◆ Aim of the exercise:
Would you transcribe exactly the lines below, starting at the one that contains "man's buzzed hair" and ending with the last line, both included? Leave out all other lines.
=== Section Start ===
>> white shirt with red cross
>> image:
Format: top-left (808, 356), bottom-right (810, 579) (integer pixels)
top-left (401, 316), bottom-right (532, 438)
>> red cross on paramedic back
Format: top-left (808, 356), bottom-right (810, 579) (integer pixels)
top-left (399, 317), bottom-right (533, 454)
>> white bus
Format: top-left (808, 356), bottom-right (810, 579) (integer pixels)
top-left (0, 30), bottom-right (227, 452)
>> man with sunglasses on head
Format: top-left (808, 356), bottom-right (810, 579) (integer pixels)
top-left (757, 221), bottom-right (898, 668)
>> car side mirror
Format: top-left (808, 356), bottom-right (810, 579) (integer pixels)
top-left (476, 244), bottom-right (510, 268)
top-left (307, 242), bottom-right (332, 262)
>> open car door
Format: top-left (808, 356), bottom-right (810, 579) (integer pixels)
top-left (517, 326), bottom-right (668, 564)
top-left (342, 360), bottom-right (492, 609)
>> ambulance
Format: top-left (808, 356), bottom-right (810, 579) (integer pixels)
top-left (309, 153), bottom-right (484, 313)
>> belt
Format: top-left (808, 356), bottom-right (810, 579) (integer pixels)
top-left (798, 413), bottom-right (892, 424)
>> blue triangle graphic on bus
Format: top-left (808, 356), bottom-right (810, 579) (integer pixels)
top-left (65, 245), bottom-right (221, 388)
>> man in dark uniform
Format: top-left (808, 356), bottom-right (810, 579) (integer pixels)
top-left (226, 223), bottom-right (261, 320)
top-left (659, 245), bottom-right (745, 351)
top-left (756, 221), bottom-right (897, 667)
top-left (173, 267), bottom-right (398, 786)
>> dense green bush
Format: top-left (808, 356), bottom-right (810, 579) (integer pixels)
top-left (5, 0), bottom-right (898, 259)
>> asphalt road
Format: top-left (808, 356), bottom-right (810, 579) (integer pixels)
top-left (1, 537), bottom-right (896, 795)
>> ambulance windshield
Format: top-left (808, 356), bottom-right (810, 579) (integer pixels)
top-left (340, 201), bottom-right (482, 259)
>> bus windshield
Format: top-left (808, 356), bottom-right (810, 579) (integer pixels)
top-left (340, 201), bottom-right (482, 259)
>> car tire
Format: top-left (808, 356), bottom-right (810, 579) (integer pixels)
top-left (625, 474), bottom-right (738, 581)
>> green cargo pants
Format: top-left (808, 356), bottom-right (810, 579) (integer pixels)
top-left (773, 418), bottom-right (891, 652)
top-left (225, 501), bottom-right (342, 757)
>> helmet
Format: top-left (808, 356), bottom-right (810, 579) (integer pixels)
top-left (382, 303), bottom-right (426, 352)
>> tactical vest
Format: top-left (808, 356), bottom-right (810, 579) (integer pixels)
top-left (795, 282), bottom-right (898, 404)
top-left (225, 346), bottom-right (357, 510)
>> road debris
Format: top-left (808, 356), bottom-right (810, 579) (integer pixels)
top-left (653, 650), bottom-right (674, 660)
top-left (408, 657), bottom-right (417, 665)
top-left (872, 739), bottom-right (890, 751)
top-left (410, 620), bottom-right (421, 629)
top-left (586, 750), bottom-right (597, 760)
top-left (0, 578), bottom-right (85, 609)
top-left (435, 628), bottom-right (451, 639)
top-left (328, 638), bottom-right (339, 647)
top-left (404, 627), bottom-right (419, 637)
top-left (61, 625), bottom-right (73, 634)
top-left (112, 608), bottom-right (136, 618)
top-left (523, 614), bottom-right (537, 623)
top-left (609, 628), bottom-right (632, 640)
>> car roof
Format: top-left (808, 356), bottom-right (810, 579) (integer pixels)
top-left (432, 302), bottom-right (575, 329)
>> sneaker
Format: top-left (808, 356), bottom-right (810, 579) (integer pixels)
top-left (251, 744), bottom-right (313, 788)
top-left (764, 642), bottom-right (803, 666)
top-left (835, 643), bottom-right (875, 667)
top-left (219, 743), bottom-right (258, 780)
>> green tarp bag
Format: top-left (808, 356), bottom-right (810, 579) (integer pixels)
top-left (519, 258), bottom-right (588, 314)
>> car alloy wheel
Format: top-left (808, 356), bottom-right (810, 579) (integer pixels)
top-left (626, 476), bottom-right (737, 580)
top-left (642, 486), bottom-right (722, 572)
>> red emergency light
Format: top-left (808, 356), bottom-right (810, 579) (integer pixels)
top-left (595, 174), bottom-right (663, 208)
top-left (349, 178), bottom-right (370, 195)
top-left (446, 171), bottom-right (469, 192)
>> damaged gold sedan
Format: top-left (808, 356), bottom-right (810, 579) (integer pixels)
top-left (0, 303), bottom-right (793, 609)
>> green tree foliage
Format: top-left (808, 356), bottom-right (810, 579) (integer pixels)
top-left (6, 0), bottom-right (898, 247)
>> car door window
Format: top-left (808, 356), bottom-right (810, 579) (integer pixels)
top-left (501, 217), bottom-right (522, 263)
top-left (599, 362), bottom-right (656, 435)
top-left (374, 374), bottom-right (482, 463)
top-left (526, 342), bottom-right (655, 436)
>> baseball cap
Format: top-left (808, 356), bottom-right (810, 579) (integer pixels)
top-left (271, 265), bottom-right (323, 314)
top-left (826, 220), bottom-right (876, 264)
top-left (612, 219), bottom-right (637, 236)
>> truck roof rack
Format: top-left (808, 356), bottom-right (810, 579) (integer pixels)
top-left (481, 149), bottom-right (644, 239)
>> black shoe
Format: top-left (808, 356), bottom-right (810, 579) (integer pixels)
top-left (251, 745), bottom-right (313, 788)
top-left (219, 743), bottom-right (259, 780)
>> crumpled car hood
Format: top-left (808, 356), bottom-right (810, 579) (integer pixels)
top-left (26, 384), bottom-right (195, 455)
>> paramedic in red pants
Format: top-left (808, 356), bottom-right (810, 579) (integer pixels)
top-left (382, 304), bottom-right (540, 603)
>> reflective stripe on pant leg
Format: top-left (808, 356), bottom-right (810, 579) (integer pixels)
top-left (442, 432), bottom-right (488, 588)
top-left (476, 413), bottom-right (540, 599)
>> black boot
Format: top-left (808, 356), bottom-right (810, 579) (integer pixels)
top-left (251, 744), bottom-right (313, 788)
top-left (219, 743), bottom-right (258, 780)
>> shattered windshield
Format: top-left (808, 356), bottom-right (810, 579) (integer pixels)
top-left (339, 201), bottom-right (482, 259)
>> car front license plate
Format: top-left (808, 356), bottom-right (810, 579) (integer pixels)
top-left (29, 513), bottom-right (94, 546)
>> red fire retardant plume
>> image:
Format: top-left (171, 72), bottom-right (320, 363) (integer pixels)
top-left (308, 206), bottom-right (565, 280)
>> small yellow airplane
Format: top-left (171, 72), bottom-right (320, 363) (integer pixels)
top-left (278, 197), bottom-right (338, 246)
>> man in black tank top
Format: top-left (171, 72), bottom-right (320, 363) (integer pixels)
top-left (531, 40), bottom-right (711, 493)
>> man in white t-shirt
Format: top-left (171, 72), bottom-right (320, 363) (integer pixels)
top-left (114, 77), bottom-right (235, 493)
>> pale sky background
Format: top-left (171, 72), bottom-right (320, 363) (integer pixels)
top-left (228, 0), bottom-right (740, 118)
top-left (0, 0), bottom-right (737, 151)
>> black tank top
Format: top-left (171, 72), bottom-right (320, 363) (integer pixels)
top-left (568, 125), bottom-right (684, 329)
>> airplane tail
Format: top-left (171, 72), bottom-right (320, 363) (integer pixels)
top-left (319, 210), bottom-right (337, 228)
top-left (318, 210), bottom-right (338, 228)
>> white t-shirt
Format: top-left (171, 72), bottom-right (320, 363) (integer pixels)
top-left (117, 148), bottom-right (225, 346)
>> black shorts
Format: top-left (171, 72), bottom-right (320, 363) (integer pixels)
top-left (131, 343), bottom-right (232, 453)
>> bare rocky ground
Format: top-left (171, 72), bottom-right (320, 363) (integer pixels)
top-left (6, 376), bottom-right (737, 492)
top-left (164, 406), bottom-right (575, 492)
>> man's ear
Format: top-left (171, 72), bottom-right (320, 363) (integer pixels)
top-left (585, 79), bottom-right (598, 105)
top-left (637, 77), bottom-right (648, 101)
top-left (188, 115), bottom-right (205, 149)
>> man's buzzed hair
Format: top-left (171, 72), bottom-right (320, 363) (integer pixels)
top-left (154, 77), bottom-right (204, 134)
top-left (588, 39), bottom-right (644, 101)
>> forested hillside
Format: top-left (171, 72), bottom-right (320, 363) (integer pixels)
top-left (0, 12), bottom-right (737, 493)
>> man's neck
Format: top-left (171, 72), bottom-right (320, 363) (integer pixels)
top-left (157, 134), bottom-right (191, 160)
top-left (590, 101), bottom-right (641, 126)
=== Section End ===
◆ Solution to the problem:
>> man's buzzed hair
Format: top-left (171, 72), bottom-right (320, 363) (integer pixels)
top-left (154, 77), bottom-right (204, 134)
top-left (588, 39), bottom-right (644, 101)
>> forested hillside
Format: top-left (171, 72), bottom-right (320, 363) (integer pixels)
top-left (0, 12), bottom-right (737, 493)
>> man's neck
Format: top-left (171, 72), bottom-right (320, 363) (integer pixels)
top-left (157, 134), bottom-right (191, 160)
top-left (590, 101), bottom-right (641, 126)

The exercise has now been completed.